Monday, September 19, 2011

Angels Without God?



I've been thinking about something my therapist said to me for the entire weekend since I saw her last Friday.  We had a pretty rough session but at the end of it she said something that really touched my soul.  She said "I think you have a lot of angels on your side.  And I'm one of them."  Wow, what a thing to say to someone going through something like what I'm going through and I mean that in the best way.  It was a powerful and moving statement.  She just said it so softly and gently yet with conviction like she really believed it and after she said it, she just looked at me and smiled a heartwarming, beautiful smile and right then, she did look like an angel.

So it's had me thinking all weekend through to today.  You all know the problems that I'm having with my faith and my belief in God or a higher power, if you prefer, since my accident.  I just don't understand it and I'm so angry about it all.  And 3.5 years later, I'm still having troubles with my faith and beliefs and I'm still angry.  But when my therapist said what she said on Friday and then looked the way she looked it made me wonder, can angels exist without a God?  So, I did a little research.

_WHAT YOU NEED TO DO_
Revise the blog post starting with "Angels Without God?" and going on through "like an angel.", putting "counselor" in place of "therapist". Nothing in the entries is needed here.

_DATA UNDER STUDY_

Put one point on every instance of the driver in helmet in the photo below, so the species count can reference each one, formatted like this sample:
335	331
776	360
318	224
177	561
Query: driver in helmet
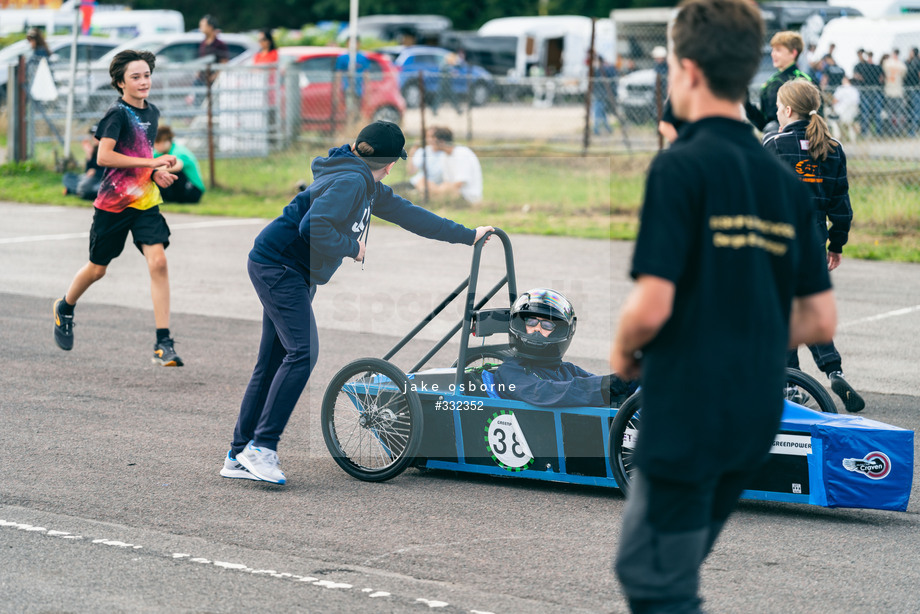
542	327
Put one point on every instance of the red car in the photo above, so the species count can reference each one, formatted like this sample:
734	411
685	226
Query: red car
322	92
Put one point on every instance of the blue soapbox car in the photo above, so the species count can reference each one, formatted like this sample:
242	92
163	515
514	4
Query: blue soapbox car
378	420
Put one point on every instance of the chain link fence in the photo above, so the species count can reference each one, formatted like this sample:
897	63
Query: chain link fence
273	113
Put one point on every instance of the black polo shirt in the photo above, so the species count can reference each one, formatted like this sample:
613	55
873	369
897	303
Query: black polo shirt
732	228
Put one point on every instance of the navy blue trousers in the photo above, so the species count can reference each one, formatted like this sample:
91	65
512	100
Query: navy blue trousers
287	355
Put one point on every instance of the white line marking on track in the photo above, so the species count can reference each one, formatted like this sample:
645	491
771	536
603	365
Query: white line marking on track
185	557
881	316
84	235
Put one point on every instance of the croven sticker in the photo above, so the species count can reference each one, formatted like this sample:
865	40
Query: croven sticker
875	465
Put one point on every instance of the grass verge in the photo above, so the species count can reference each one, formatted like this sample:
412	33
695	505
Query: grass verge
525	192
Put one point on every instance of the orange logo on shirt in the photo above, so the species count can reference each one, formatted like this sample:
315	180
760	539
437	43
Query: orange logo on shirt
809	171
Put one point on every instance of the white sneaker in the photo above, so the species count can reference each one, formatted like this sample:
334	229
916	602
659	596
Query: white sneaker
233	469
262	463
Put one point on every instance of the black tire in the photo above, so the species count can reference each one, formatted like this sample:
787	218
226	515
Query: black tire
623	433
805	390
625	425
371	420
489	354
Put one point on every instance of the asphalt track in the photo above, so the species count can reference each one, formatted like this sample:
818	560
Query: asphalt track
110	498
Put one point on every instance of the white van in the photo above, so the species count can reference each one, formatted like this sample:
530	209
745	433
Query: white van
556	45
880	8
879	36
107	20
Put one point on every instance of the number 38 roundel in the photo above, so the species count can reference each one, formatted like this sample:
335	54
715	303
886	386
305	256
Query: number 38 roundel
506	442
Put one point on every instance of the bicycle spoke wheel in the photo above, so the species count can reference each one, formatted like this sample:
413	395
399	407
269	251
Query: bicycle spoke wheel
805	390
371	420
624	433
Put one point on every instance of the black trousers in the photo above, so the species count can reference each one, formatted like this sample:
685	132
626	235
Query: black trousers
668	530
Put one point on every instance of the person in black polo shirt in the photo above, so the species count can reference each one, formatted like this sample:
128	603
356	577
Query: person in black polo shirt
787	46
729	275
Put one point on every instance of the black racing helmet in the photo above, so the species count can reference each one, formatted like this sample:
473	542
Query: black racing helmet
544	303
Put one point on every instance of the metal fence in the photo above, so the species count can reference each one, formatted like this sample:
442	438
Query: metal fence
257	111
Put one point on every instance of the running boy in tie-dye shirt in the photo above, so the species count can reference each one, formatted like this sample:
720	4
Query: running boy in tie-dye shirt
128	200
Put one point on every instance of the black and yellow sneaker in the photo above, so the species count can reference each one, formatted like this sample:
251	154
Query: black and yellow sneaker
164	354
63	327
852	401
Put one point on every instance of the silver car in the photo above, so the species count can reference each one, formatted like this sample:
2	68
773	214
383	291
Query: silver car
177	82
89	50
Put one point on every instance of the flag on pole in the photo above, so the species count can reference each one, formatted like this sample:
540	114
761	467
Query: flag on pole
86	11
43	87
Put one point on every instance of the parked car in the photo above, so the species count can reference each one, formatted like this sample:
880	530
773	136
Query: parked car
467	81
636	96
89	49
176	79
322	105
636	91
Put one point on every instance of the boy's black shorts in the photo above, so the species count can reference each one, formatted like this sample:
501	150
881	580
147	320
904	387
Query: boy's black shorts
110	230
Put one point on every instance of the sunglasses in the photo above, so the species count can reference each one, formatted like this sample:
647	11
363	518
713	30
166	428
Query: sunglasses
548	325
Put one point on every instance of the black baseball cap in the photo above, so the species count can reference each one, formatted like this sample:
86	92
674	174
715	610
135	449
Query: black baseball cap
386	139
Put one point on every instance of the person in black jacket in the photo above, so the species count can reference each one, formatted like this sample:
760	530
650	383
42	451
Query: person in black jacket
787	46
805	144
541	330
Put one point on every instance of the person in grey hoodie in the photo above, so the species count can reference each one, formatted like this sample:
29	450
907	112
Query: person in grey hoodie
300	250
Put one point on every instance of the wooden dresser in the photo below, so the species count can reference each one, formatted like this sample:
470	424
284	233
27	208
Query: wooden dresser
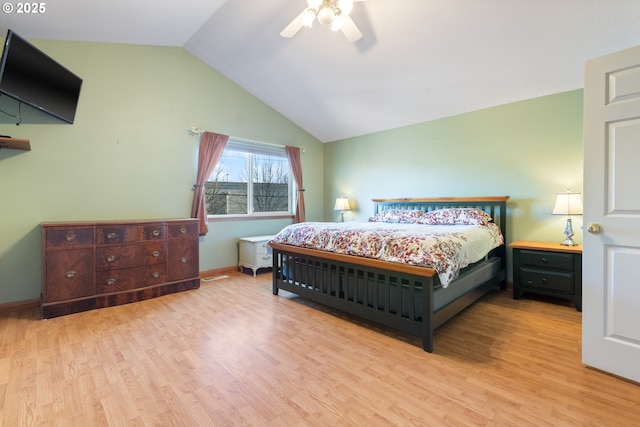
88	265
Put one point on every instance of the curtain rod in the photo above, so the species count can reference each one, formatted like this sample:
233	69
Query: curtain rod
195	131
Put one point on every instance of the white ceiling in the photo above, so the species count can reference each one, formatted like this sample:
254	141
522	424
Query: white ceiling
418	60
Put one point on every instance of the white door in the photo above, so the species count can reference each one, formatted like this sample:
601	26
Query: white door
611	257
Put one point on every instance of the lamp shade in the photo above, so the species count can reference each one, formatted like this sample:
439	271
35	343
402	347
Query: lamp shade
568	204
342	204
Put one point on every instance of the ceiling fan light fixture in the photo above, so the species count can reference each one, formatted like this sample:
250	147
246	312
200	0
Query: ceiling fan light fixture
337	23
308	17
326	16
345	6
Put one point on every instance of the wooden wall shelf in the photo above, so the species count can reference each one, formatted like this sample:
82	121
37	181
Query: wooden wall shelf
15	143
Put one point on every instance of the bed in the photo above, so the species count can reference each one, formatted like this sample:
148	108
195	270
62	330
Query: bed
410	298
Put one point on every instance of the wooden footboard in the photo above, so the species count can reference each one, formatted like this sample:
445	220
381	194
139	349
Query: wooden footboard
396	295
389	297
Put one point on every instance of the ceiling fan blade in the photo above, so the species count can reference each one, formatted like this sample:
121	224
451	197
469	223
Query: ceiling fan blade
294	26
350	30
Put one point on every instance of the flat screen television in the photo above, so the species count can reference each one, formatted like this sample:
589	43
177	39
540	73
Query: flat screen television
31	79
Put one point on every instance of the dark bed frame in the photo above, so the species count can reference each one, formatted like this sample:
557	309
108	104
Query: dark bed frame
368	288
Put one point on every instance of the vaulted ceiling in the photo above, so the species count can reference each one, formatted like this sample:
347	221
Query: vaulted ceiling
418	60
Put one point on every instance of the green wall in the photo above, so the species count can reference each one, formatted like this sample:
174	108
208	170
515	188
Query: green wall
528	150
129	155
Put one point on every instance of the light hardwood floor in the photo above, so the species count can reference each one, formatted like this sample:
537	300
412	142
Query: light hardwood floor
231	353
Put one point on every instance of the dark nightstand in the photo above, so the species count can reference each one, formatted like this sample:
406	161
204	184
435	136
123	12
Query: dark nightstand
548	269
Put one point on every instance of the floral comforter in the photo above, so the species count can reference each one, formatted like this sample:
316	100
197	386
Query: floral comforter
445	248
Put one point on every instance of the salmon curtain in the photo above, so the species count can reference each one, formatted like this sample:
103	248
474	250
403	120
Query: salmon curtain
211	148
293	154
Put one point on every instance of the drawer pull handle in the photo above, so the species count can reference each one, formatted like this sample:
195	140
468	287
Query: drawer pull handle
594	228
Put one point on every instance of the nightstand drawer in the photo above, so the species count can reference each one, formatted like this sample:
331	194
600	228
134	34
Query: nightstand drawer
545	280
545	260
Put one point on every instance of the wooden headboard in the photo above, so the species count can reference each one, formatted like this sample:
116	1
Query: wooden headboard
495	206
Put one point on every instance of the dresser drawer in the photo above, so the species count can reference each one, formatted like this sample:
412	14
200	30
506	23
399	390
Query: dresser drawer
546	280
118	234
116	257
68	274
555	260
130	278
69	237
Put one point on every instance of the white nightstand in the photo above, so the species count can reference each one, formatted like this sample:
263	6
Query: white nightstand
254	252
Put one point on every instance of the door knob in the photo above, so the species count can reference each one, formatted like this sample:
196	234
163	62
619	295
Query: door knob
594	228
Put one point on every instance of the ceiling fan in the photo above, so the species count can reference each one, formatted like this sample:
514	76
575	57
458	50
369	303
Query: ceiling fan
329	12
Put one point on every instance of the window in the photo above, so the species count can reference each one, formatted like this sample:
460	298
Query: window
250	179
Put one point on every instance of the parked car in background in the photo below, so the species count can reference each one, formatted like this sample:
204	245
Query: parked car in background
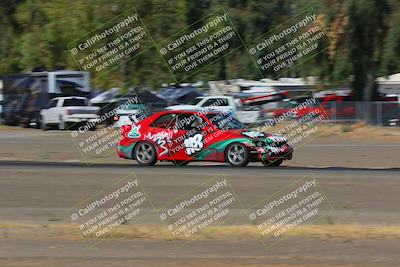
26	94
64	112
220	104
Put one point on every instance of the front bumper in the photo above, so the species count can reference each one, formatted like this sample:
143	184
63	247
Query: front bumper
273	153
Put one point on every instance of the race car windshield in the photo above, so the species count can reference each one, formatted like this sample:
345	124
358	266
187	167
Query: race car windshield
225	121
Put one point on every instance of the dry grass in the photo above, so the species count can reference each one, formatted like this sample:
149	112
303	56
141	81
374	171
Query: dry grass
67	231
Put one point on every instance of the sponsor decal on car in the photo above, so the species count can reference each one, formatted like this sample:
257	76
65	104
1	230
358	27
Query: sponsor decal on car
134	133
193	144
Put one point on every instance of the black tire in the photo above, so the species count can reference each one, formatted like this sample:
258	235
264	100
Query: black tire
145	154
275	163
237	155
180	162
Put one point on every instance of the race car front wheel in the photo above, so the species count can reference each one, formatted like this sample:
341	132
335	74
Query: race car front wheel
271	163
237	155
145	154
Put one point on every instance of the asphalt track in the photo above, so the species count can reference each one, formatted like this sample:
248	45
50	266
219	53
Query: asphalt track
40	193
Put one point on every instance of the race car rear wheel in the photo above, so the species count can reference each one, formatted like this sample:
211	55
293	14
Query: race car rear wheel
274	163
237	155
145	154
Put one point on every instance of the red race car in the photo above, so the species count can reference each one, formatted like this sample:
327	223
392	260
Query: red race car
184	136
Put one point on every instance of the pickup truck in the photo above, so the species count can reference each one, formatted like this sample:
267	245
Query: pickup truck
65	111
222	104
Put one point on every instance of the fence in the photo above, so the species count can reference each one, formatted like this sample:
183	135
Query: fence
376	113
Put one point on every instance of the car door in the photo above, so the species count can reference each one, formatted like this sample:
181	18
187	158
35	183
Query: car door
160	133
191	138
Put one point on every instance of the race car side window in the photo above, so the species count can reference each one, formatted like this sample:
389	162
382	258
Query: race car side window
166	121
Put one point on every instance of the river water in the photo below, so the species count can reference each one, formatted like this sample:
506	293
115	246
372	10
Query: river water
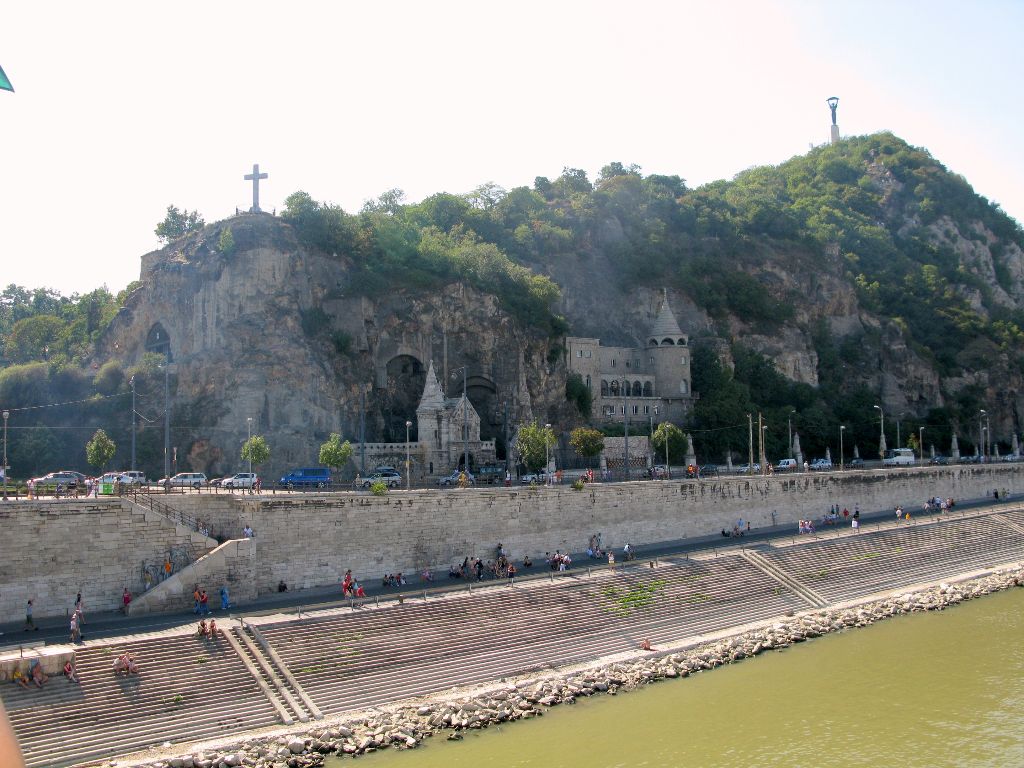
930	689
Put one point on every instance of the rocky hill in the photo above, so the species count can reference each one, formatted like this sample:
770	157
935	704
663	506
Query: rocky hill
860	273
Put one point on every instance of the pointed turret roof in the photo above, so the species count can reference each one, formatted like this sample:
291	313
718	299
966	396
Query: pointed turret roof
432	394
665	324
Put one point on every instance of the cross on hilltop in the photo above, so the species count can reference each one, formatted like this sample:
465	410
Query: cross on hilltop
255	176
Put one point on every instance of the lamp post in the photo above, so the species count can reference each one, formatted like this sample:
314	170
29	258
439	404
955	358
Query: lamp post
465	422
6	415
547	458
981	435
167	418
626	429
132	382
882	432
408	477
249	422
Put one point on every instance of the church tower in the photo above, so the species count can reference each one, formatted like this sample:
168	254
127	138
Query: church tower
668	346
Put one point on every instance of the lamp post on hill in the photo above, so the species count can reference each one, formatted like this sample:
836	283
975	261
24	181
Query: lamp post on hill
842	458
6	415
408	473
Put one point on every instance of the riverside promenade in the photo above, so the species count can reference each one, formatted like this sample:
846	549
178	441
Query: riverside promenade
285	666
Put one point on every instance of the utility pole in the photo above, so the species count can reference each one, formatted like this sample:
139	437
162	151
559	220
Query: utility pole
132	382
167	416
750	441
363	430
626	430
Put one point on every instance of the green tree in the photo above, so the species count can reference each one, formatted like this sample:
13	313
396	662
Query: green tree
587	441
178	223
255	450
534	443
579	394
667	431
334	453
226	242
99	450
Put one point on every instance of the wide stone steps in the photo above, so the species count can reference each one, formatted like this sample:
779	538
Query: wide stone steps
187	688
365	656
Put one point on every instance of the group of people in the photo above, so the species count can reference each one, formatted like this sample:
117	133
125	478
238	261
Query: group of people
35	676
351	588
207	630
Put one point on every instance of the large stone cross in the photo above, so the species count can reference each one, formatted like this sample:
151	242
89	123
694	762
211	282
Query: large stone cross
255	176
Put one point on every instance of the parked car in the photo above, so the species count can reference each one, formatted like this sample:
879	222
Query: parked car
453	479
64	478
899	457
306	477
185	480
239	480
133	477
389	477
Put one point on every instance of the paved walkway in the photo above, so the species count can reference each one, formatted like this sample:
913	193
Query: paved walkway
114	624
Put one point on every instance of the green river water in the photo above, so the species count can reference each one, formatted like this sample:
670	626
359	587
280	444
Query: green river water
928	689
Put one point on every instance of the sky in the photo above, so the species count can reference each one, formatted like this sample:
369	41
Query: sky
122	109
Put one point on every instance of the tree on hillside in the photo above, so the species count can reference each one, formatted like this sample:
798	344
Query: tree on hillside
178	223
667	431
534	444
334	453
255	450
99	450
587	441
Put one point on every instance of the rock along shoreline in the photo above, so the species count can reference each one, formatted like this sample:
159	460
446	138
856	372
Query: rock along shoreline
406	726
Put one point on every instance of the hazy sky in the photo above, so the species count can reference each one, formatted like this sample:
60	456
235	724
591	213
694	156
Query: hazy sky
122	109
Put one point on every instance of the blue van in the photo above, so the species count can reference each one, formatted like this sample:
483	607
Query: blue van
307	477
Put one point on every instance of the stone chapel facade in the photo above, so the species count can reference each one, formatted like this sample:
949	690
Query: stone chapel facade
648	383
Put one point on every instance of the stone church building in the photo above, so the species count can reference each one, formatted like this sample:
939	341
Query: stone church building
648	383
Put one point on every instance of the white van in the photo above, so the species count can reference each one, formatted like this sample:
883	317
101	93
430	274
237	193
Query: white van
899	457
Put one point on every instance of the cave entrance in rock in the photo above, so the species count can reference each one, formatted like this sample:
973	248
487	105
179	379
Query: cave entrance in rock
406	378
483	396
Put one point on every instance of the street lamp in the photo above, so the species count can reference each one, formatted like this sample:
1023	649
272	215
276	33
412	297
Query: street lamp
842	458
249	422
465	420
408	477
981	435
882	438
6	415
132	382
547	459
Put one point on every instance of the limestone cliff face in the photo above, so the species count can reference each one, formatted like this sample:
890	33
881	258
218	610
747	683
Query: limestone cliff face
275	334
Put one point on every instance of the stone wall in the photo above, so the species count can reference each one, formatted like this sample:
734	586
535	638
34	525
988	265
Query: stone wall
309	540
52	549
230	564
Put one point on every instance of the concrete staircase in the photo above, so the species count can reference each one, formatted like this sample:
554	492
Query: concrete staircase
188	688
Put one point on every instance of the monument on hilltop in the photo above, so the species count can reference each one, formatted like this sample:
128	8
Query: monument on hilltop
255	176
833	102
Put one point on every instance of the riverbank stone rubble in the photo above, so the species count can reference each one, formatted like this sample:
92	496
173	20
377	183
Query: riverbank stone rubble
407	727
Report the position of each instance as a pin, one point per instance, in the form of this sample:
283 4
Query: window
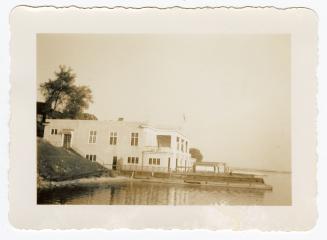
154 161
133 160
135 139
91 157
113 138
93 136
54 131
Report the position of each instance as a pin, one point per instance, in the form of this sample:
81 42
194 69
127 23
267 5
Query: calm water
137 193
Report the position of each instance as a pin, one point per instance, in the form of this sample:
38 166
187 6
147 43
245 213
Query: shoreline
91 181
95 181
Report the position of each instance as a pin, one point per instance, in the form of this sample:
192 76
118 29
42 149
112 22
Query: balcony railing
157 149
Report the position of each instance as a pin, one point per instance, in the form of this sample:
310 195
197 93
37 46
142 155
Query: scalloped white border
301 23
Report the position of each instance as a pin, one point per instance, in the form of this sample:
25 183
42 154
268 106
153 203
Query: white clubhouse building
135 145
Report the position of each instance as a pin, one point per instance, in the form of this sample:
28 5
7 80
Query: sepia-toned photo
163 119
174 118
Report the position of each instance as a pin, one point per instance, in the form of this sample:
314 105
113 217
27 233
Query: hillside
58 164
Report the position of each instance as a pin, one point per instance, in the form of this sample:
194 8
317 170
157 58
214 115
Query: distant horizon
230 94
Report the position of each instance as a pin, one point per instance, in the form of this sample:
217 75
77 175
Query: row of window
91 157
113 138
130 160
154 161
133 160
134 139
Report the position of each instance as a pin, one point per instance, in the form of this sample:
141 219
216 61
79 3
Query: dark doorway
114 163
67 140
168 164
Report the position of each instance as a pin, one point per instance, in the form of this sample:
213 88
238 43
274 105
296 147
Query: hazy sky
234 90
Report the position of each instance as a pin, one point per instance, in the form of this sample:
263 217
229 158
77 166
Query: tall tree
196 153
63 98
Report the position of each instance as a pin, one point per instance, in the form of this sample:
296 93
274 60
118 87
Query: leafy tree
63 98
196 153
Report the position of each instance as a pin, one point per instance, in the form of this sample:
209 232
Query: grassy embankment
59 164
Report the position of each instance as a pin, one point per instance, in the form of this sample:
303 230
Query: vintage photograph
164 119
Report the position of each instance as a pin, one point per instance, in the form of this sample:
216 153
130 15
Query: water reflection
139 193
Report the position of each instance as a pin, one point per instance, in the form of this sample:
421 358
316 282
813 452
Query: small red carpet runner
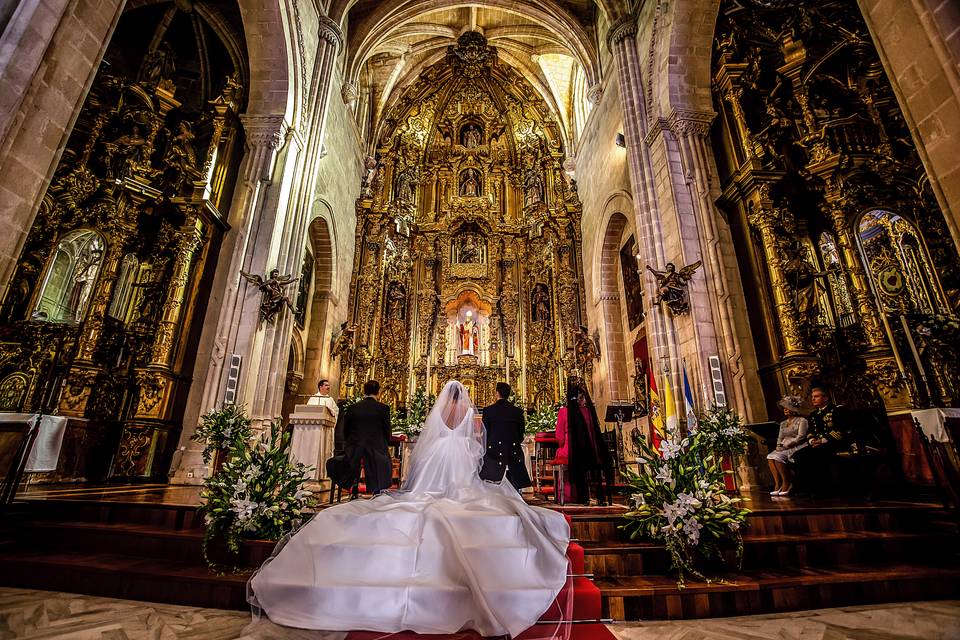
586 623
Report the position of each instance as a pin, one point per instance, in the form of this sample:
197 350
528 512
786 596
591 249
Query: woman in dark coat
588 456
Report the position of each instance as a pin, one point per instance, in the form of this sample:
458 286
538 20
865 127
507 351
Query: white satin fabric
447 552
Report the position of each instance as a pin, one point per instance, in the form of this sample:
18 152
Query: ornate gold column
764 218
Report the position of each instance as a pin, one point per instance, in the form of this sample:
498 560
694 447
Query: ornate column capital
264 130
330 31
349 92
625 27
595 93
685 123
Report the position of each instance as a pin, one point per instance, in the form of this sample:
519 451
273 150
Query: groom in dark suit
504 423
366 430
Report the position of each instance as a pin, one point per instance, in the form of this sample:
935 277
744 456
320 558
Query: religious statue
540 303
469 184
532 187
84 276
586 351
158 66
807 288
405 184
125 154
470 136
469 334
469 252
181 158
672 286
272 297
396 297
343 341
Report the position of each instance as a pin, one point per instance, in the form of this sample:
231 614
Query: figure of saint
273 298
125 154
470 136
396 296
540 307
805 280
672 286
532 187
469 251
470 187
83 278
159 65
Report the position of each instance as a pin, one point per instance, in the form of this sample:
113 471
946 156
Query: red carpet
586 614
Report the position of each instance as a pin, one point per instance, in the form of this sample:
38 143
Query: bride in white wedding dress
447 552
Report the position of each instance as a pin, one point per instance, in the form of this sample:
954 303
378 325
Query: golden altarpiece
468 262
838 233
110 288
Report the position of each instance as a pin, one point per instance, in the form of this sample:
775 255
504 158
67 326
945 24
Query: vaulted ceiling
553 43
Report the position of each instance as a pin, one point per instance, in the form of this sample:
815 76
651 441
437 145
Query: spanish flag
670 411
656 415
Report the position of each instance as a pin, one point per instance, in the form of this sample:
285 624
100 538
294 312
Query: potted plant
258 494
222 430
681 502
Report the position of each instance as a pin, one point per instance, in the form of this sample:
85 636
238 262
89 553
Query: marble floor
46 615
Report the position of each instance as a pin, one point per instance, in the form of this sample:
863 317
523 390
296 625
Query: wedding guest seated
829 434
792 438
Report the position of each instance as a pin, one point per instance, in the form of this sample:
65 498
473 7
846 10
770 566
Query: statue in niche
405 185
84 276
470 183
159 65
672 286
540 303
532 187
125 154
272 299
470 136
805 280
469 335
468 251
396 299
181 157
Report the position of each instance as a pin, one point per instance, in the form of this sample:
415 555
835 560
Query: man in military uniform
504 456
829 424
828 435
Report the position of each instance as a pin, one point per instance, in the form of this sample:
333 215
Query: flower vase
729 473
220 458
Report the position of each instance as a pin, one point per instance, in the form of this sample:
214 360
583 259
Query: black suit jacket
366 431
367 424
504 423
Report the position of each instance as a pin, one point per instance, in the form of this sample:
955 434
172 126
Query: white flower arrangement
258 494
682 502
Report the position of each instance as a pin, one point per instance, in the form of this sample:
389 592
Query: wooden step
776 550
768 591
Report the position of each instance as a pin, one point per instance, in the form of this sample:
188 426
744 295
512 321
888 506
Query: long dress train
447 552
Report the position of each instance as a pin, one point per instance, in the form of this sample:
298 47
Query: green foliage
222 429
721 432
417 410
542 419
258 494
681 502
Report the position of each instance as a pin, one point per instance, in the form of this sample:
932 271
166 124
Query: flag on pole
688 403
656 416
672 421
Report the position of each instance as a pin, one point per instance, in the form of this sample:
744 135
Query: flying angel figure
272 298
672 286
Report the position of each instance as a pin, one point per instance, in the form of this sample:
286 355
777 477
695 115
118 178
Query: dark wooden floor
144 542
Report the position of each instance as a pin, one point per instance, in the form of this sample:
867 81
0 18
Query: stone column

_RESULT FOR THIS EXERCISE_
Angels Without God?



I've been thinking about something my counselor said to me for the entire weekend since I saw her last Friday.  We had a pretty rough session but at the end of it she said something that really touched my soul.  She said "I think you have a lot of angels on your side.  And I'm one of them."  Wow, what a thing to say to someone going through something like what I'm going through and I mean that in the best way.  It was a powerful and moving statement.  She just said it so softly and gently yet with conviction like she really believed it and after she said it, she just looked at me and smiled a heartwarming, beautiful smile and right then, she did look like an angel.